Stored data

____

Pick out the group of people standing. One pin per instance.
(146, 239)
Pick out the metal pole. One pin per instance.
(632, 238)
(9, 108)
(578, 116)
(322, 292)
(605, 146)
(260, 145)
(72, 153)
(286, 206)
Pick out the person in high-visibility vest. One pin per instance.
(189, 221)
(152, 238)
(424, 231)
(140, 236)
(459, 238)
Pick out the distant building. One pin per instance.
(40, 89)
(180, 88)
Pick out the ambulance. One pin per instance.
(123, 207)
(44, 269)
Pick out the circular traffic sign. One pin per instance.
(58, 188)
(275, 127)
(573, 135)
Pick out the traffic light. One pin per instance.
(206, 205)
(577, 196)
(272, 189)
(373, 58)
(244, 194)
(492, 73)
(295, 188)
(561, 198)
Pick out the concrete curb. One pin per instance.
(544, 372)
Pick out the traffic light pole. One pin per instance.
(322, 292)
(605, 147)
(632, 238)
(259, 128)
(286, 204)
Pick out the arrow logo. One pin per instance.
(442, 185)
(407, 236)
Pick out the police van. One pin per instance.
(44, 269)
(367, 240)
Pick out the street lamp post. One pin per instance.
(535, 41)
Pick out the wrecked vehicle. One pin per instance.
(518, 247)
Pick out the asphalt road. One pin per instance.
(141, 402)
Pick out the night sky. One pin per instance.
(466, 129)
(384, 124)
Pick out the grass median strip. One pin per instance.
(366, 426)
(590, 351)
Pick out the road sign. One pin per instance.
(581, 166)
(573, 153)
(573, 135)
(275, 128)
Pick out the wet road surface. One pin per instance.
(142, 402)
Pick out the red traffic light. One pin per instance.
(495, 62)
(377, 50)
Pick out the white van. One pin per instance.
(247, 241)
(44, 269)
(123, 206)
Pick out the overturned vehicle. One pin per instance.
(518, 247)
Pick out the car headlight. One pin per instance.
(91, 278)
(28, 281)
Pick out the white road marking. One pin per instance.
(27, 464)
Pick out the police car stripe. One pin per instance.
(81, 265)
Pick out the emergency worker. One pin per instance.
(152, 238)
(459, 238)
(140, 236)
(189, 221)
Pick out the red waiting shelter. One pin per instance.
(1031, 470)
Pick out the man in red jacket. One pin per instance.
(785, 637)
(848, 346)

____

• **Work to complete**: Repeat every one of the records above word for word, keeping each line in its original order.

• **Right answer**:
Pick out the group of people standing. One pin per instance.
(146, 239)
Pick out the metal pole. One pin per instance.
(632, 238)
(9, 108)
(578, 116)
(322, 292)
(605, 146)
(260, 145)
(72, 153)
(286, 206)
Pick out the person in high-visibility vest. One pin per instance.
(189, 221)
(152, 238)
(424, 231)
(140, 236)
(459, 238)
Pick out the distant building. One pin per instance.
(40, 89)
(180, 88)
Pick out the ambulance. One pin per instance.
(123, 207)
(44, 269)
Pick out the circular traffic sign. One pin per instance.
(58, 188)
(275, 127)
(573, 135)
Pick out the traffic light. One pin per instance.
(206, 205)
(577, 196)
(272, 189)
(373, 58)
(244, 194)
(492, 73)
(295, 188)
(561, 198)
Pick out the concrete curb. One pin per instance.
(544, 372)
Pick out the traffic light pole. One pin per instance.
(322, 292)
(605, 147)
(632, 238)
(259, 128)
(286, 204)
Pick out the arrow logo. One pin per instance.
(442, 185)
(407, 236)
Pick out the police van. One pin per instance.
(44, 269)
(367, 240)
Pick out the street lamp post. One pin per instance.
(535, 41)
Pick out the wrecked vehicle. One pin per instance.
(518, 247)
Pick out the asphalt road. One pin per instance.
(141, 402)
Pick out the night sky. One pin per instance.
(466, 129)
(384, 124)
Pick out the grass median strip. One pin per instance.
(366, 426)
(590, 351)
Pick out the road sign. One pin per instance.
(581, 166)
(573, 153)
(573, 135)
(275, 128)
Pick out the wet road surface. One pin per instance.
(142, 402)
Pick out the red traffic light. One pin per instance.
(495, 62)
(377, 50)
Pick out the white van. One pin per instance.
(247, 241)
(44, 269)
(123, 206)
Pick out the overturned vehicle. One pin per instance.
(518, 247)
Pick out the car headlight. One pin per instance.
(91, 278)
(28, 281)
Pick out the white road marking. One pin per instance.
(27, 464)
Pick out the police car stripe. One pin per instance.
(81, 265)
Pick out the emergency worker. One pin per instance.
(152, 238)
(459, 238)
(140, 236)
(189, 221)
Pick out the red waiting shelter. One pin per instance.
(1031, 470)
Pick out the man in red jacket. One pin per instance.
(785, 637)
(848, 346)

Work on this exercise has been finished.